Return, exactly as written, the line containing "At your convenience, could you detect the foliage" and every line after it to the end of the records below, with no pictures.

[Collected data]
----

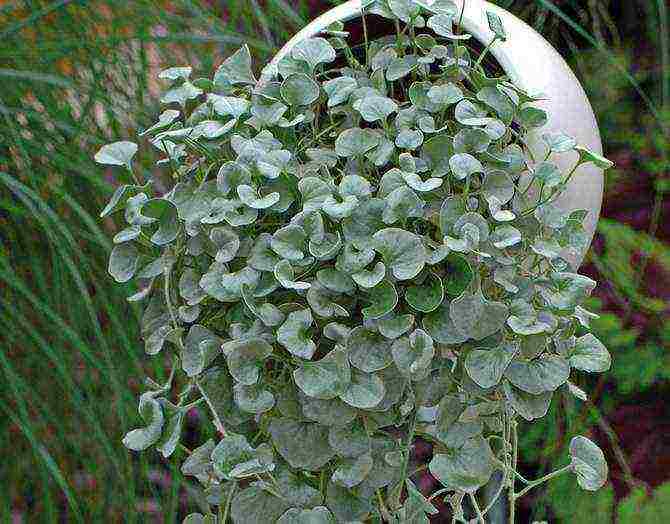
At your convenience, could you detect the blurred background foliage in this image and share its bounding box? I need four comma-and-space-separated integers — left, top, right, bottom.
0, 0, 667, 522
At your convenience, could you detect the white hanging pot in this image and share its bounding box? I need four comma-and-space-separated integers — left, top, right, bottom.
269, 0, 605, 268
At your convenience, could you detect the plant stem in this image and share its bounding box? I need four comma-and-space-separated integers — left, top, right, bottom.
561, 160, 581, 187
360, 4, 369, 67
513, 465, 572, 499
164, 263, 179, 331
427, 487, 451, 503
481, 474, 507, 516
376, 489, 391, 521
126, 165, 143, 186
469, 492, 486, 524
181, 397, 205, 411
195, 379, 226, 435
508, 417, 517, 524
474, 37, 499, 70
320, 469, 326, 499
221, 482, 236, 524
401, 385, 419, 480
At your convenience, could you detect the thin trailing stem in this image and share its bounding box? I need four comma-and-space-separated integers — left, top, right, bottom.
514, 464, 572, 499
474, 37, 499, 70
126, 165, 143, 186
164, 263, 179, 331
508, 417, 518, 524
181, 397, 205, 411
481, 475, 507, 516
195, 379, 226, 436
469, 492, 486, 524
361, 3, 370, 67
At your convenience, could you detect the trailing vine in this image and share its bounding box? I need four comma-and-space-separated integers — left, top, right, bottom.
97, 1, 614, 522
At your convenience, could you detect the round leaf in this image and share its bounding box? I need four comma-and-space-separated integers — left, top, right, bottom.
226, 338, 273, 385
95, 141, 138, 168
292, 37, 336, 70
281, 73, 320, 106
372, 228, 426, 280
569, 435, 608, 491
405, 272, 444, 313
353, 96, 399, 122
569, 334, 611, 373
339, 369, 385, 409
335, 128, 381, 157
450, 285, 508, 341
277, 309, 316, 359
332, 454, 374, 489
362, 279, 399, 320
108, 242, 139, 283
465, 343, 517, 389
391, 329, 435, 379
268, 418, 335, 471
352, 262, 386, 289
504, 355, 570, 394
294, 347, 351, 399
428, 437, 496, 493
347, 327, 393, 372
449, 153, 484, 180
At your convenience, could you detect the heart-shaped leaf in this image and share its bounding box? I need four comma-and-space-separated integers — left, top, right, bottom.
291, 37, 336, 70
271, 225, 307, 261
449, 153, 484, 180
347, 327, 393, 372
332, 453, 374, 489
277, 309, 316, 359
215, 45, 256, 85
211, 432, 274, 480
362, 279, 399, 320
335, 128, 381, 157
372, 228, 426, 280
504, 355, 570, 394
465, 342, 517, 389
354, 96, 399, 122
450, 284, 508, 340
268, 418, 335, 471
569, 334, 611, 373
405, 272, 444, 313
502, 381, 552, 421
352, 262, 386, 289
429, 437, 496, 493
423, 302, 468, 345
569, 435, 608, 491
294, 347, 351, 399
324, 77, 358, 107
392, 329, 435, 380
281, 73, 320, 106
226, 338, 273, 385
95, 141, 138, 169
339, 369, 385, 409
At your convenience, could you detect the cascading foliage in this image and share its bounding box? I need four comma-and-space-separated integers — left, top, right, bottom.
97, 1, 614, 522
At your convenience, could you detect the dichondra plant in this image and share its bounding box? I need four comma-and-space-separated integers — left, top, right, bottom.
96, 1, 614, 522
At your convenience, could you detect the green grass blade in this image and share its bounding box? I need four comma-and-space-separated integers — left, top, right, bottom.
535, 0, 666, 131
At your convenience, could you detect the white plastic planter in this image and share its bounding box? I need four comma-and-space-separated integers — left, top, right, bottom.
270, 0, 605, 267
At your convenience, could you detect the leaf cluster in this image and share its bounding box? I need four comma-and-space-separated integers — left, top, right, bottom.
96, 1, 614, 521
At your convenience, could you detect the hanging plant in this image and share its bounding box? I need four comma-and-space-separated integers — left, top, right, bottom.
97, 1, 614, 522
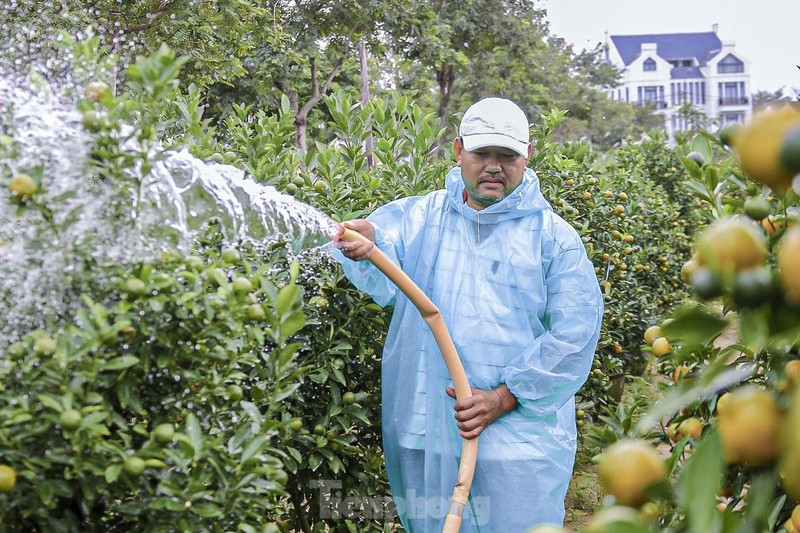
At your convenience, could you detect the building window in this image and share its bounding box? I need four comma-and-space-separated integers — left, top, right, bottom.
717, 54, 744, 74
643, 58, 656, 72
719, 82, 748, 106
639, 85, 664, 108
721, 112, 744, 124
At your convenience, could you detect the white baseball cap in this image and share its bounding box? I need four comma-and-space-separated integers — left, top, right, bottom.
458, 97, 531, 157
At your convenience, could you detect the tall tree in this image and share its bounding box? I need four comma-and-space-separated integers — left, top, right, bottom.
385, 0, 550, 139
1, 1, 389, 151
381, 1, 657, 148
245, 0, 398, 151
2, 0, 663, 151
1, 1, 268, 89
752, 88, 795, 111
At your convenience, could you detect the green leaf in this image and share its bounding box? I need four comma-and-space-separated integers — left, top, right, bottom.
277, 342, 301, 368
349, 410, 371, 426
165, 498, 187, 511
738, 306, 770, 347
331, 342, 354, 353
104, 464, 122, 484
274, 383, 301, 404
280, 310, 305, 339
37, 394, 63, 413
691, 133, 713, 163
329, 455, 344, 474
4, 412, 33, 426
276, 284, 300, 316
635, 363, 752, 434
240, 401, 263, 428
86, 423, 110, 437
661, 305, 729, 348
240, 435, 268, 464
330, 368, 346, 386
185, 413, 203, 460
287, 447, 302, 463
117, 379, 145, 415
190, 501, 223, 518
35, 480, 55, 505
210, 268, 227, 287
678, 428, 724, 533
101, 355, 140, 371
229, 424, 252, 454
680, 156, 703, 178
739, 472, 781, 532
767, 494, 787, 531
665, 438, 689, 475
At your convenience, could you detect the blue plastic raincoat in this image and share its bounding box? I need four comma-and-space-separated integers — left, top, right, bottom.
336, 167, 603, 532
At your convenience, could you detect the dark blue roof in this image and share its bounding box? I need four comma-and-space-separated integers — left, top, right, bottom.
671, 66, 705, 79
610, 32, 722, 66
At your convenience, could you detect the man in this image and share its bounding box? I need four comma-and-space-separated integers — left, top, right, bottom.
335, 97, 603, 532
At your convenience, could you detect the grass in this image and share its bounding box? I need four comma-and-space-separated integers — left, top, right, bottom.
564, 444, 603, 531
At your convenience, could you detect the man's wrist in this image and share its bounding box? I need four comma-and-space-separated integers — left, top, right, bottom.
495, 384, 518, 414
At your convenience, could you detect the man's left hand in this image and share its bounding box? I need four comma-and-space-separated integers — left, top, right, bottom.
445, 384, 518, 439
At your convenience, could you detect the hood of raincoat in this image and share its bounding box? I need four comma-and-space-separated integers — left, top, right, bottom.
444, 166, 551, 223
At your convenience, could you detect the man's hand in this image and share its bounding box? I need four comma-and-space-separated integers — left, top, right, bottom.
445, 384, 518, 439
337, 219, 376, 261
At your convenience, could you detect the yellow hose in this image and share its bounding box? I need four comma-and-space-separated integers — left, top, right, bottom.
337, 226, 478, 533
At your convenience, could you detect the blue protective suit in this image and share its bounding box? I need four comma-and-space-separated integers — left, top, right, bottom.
335, 167, 603, 532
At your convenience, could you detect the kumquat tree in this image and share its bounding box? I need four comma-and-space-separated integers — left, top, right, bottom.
1, 3, 800, 533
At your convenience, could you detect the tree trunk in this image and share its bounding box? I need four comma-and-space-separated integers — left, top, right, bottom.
295, 116, 308, 153
434, 64, 455, 156
280, 56, 346, 153
274, 78, 303, 150
359, 40, 375, 169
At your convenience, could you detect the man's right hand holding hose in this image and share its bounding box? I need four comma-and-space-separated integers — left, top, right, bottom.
336, 220, 376, 261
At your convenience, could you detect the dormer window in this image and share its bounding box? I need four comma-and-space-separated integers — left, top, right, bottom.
717, 54, 744, 74
643, 58, 657, 72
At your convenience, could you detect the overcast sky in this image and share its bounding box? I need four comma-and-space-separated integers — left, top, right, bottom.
539, 0, 800, 95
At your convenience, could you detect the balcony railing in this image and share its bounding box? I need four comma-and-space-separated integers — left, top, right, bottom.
719, 97, 749, 106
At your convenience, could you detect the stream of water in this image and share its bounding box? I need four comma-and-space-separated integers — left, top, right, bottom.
0, 76, 340, 346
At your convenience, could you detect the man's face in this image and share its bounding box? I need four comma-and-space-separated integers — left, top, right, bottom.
454, 138, 532, 210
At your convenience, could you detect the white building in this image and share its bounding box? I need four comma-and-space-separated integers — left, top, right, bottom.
605, 24, 752, 139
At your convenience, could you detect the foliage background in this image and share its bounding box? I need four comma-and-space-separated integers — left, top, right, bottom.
0, 0, 665, 152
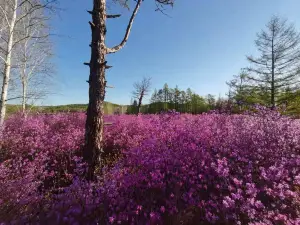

----

### Solution for this task
At your convenience, could you detect the foliage background in this image and share its bounding box? I need four comma-and-space-separated integers — left, top, right, bottom.
0, 0, 665, 152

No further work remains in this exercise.